抜粋 =>
------------------------------------

【生物科学】高地に順応する方法を「記憶」している血液細胞
Nature Communications
2017年2月8日
ヒトは最初の登山より2度目の登山の時の方が素早く高地に順応できるのが一般だが、その原因は、赤血球が前回の登山を「記憶」しており、再度の登山時には素早く適応できる点にあるとする研究報告が、今週掲載される。今回の研究では、この応答に関係する重要な分子経路がマウスとヒトの両方で同定されたが、これが低酸素症(生体の組織に十分な酸素が行き渡らない状態)の有害な影響を軽減するための治療法にとって有益な情報となる可能性がある。
私たちの体は、低酸素状態を生き延びるために適応応答を起こして、体内組織への酸素供給を促進する。そうした適応応答の1つがアデノシンという化学物質の放出で、これによって血管漏出が防止され、炎症が軽減され、血管が拡張して組織の損傷が減る。これまでの研究では、高地に繰り返して行くことで低酸素環境への適応が加速されることが明らかになっていたが、このように応答が増進することの分子基盤は分かっていなかった。

------------------------------------

提供データ =>
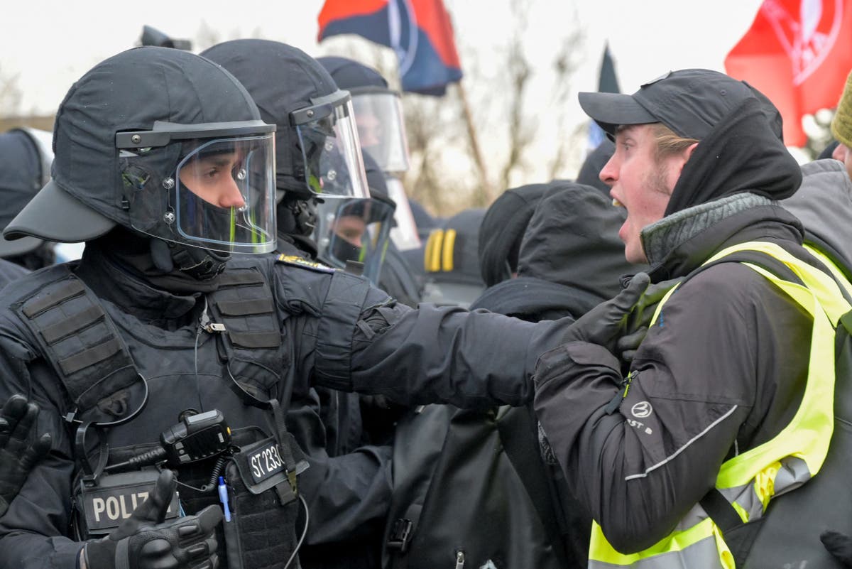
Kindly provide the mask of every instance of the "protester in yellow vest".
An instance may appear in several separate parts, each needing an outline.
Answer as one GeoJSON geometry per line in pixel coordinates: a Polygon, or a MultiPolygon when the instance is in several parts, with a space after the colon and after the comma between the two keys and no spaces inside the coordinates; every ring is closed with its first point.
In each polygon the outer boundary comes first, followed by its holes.
{"type": "MultiPolygon", "coordinates": [[[[849,309],[843,279],[802,246],[801,222],[777,203],[802,180],[780,117],[747,83],[700,69],[579,101],[615,141],[600,177],[627,210],[625,256],[648,262],[652,283],[740,249],[792,275],[705,267],[666,298],[629,369],[613,355],[625,348],[618,333],[596,330],[596,309],[539,359],[537,414],[596,520],[590,566],[770,566],[749,549],[770,501],[825,460],[834,326],[849,309]]],[[[838,494],[838,508],[849,499],[838,494]]],[[[801,541],[784,544],[783,566],[841,566],[819,540],[828,523],[789,520],[801,541]]]]}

------------------------------------

作業依頼 1 => 高地順応と赤血球に関する抜粋のうち、「私たちの体は、低酸素状態を生」から「子基盤は分かっていなかった。」までを一字一句違えずに書き写せ。
作業依頼 2 => 高地順応と赤血球に関する抜粋によれば、今回の研究で重要な分子経路が同定されたのはどの生物か。
作業依頼 3 => 高地順応と赤血球に関する抜粋を、最後の文の次から書き継げ。

回答 1 =>
私たちの体は、低酸素状態を生き延びるために適応応答を起こして、体内組織への酸素供給を促進する。そうした適応応答の1つがアデノシンという化学物質の放出で、これによって血管漏出が防止され、炎症が軽減され、血管が拡張して組織の損傷が減る。これまでの研究では、高地に繰り返して行くことで低酸素環境への適応が加速されることが明らかになっていたが、このように応答が増進することの分子基盤は分かっていなかった。

回答 2 => マウスとヒトの両方。

回答 3 =>
今回、Yang Xiaの研究チームは、アデノシンシグナル伝達を増強する重要な構成要素が発見されたことを報告している。この研究で、高地に移動したヒトと低酸素環境下のマウスの両方において、赤血球タンパク質の1つであるeENT1が分解されていることが明らかになった。eENT1が失われると、アデノシンが血漿中に急速に蓄積し、低酸素症による組織損傷が抑制された。(ヒトの場合には)最初の登山時によるeENT1の減少が2度目の登山でも起こり、この赤血球による「低酸素症の記憶」が順応の加速につながった。
Xiaたちは、eENT1分解経路を治療標的とすることが、低酸素症の有害な影響と闘う活動の指針になる可能性を示している。低酸素症は、高地への登山時だけでなく、一定範囲の疾患(例えば、心血管疾患や呼吸器疾患)においても起こる可能性がある。